» Text segment:
:::::

It’s well known that Guillermo Del Toro is a huge fan of Ico and Shadow of the Colossus. The second game came out around the time filming of Pan’s Labyrinth was concluding, but I think it’s quite likely that del Toro would have watched trailers for it. His film is often described as a fairy tale for adults, and it occurred to me how well that describes Ico. Shadow of the Colossus is more like a Greek myth. The first shot of the movie shows Princess Moanna leaving her kingdom through ruins that are very reminiscent of the castle in Ico. Ofelia speaks to the faun in a place with a spiral staircase that's reminiscent of where Yorda is suspended in her cage. Both we and Ofelia are told that she is in fact Princess Moanna, Moanna's soul having returned in her body. When she finally escapes her fascist captor, she glows like Yorda and is reunited with her family as the princess in an afterlife kingdom.
I wrote a post here about Le Roi et l’Oiseau (The King and the Mockingbird) as a source of inspiration for Fumito Ueda. It's an adaptation of Hans Christian Andersen's The Shepherdess and the Chimney Sweep, which features a faun/satyr, the same creature with the hind legs of a goat and horns (like Ico) that we see in Pan’s Labyrinth. The ending music, which is also the lullaby that Mercedes hums to Ofelia, sounds a bit like ‘La Bergere et le Ramoneur’ from The King and the Mockingbird which I have previously suggested could be an inspiration for 'Castle in the Mist'.

:::::

» Position annotation entries:
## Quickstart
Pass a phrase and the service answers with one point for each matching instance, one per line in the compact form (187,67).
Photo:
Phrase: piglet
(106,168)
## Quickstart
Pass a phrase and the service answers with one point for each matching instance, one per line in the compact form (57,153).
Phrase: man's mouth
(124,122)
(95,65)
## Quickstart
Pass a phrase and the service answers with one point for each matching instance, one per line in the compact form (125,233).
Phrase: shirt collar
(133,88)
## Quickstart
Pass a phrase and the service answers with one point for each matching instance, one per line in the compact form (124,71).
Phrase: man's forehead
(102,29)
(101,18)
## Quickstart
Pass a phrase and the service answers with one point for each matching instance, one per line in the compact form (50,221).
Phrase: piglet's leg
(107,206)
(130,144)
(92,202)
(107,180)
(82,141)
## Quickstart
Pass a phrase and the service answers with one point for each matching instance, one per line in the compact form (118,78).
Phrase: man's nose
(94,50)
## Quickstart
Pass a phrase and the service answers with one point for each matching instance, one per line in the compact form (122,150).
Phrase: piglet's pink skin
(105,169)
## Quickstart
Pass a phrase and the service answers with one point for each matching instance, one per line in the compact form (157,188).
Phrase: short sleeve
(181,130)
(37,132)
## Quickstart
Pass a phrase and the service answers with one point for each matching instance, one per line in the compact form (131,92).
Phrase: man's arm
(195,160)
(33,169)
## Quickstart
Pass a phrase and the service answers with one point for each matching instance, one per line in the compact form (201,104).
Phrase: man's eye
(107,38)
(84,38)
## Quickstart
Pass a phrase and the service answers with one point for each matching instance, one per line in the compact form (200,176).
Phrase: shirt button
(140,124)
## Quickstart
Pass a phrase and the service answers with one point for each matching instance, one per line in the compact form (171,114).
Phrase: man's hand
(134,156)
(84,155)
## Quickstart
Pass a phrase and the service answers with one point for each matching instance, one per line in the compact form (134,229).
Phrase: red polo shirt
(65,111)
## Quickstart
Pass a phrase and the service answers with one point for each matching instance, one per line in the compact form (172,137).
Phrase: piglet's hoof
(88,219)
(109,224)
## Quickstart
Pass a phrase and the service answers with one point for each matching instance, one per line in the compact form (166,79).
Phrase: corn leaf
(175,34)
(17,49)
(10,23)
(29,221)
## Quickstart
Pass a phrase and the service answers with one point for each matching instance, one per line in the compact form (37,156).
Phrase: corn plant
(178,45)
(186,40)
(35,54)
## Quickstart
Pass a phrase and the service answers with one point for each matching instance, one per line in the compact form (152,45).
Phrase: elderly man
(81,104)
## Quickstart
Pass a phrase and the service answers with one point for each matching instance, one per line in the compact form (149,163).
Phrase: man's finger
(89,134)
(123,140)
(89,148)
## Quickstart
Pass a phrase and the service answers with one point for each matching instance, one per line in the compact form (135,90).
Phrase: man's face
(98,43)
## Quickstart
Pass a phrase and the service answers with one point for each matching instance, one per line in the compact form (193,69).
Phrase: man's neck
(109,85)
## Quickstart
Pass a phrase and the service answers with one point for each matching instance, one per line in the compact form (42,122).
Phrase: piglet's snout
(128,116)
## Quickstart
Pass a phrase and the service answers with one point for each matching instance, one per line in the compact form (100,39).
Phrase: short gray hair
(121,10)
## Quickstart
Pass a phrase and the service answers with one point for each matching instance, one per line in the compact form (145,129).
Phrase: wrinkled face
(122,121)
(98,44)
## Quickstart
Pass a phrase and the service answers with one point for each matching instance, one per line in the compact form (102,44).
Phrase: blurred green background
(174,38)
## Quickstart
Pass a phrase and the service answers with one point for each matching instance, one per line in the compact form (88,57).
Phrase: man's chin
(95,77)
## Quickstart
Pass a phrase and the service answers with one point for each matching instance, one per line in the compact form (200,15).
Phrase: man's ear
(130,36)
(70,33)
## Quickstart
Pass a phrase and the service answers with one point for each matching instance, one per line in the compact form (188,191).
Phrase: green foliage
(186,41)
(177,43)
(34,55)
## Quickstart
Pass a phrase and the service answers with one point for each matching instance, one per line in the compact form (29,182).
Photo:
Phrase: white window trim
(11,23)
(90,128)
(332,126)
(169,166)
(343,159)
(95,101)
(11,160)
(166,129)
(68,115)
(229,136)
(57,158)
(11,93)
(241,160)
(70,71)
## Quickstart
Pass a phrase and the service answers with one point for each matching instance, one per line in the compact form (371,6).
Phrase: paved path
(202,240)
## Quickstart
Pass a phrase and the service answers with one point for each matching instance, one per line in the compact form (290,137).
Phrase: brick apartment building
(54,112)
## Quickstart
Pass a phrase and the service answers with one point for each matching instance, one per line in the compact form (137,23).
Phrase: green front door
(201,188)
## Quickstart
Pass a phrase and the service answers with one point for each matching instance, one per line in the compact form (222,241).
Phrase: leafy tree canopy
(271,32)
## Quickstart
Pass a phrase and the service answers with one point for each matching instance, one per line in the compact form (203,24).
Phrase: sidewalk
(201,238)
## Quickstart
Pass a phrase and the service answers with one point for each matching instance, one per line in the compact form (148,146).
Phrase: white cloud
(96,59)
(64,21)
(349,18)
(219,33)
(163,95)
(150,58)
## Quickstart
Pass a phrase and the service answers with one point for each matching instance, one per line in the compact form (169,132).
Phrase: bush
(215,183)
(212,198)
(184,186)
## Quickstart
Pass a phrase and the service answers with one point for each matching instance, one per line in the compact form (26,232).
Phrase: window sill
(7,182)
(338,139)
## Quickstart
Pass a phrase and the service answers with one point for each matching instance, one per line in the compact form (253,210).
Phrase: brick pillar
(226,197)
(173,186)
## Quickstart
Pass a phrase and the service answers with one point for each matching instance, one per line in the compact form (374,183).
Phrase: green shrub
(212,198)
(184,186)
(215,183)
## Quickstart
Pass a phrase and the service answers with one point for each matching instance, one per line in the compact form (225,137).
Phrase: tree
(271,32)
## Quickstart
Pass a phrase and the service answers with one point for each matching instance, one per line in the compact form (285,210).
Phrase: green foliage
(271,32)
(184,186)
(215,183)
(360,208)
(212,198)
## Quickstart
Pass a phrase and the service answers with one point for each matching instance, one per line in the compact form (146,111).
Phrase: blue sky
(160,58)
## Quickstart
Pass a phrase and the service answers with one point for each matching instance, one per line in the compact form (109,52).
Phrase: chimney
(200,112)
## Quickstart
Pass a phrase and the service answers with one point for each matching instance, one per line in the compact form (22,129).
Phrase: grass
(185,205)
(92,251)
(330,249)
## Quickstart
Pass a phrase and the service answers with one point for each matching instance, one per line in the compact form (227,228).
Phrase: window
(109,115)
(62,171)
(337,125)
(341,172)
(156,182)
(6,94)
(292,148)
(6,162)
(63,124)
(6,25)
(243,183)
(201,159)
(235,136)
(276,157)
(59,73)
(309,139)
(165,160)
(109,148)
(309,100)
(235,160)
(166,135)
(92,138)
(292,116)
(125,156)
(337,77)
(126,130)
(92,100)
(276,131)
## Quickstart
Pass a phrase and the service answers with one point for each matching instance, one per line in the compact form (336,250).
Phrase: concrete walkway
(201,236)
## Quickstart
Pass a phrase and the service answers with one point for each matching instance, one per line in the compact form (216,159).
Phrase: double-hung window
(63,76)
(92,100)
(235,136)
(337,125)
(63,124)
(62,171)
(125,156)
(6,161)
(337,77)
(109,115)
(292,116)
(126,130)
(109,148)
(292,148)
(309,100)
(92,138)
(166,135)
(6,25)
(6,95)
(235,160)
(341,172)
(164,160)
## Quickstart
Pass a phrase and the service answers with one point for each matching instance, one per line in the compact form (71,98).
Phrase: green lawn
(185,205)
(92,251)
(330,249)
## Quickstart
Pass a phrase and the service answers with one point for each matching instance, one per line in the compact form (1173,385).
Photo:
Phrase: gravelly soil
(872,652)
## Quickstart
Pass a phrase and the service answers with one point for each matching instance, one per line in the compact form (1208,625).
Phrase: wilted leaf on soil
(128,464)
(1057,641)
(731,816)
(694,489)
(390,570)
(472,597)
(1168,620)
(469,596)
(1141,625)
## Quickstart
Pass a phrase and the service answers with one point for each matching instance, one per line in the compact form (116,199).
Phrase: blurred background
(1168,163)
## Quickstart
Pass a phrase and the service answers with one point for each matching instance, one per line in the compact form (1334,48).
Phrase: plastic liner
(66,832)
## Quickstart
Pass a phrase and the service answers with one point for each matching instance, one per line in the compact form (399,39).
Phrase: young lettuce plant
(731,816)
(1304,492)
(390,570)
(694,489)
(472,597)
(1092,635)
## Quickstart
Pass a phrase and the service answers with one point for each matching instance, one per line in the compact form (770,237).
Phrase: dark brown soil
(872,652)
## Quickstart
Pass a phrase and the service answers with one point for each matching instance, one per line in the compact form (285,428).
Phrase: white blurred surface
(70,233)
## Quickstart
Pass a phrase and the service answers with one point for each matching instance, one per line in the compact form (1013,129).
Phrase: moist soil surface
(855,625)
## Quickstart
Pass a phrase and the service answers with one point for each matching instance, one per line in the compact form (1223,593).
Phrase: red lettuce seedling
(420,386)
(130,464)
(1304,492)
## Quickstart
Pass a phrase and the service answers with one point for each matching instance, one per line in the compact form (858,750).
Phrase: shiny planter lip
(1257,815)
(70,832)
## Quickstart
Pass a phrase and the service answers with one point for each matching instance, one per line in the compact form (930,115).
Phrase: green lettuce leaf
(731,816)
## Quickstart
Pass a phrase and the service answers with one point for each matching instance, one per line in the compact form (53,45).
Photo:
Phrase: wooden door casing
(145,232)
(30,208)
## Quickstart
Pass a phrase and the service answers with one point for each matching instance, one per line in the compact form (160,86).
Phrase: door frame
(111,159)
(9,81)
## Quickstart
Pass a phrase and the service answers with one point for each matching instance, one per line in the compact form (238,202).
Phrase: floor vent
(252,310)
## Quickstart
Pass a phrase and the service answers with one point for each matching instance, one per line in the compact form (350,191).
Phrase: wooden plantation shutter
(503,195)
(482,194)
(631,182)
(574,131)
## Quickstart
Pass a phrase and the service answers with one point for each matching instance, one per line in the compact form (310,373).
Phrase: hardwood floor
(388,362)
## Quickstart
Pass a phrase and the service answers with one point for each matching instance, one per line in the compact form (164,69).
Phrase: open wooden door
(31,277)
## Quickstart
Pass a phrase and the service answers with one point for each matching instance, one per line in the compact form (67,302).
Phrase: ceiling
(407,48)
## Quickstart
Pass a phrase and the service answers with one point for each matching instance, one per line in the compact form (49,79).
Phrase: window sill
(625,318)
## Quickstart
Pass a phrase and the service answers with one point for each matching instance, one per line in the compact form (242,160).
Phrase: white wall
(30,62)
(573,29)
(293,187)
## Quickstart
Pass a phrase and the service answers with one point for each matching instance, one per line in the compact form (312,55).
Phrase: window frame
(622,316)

:::::

» Directive 1: List every title of a game, film, story, or piece of music that the Pan's Labyrinth text names.
» Directive 2: Print the part of the Pan's Labyrinth text starting with "I wrote a post" and going on through "in the Mist'.", copied word for word.
Please rely only on the text for what comes next.

» Exercise result 1: Ico; Shadow of the Colossus; Pan's Labyrinth; Le Roi et l'Oiseau (The King and the Mockingbird); The Shepherdess and the Chimney Sweep; La Bergere et le Ramoneur; Castle in the Mist

» Exercise result 2:
I wrote a post here about Le Roi et l’Oiseau (The King and the Mockingbird) as a source of inspiration for Fumito Ueda. It's an adaptation of Hans Christian Andersen's The Shepherdess and the Chimney Sweep, which features a faun/satyr, the same creature with the hind legs of a goat and horns (like Ico) that we see in Pan’s Labyrinth. The ending music, which is also the lullaby that Mercedes hums to Ofelia, sounds a bit like ‘La Bergere et le Ramoneur’ from The King and the Mockingbird which I have previously suggested could be an inspiration for 'Castle in the Mist'.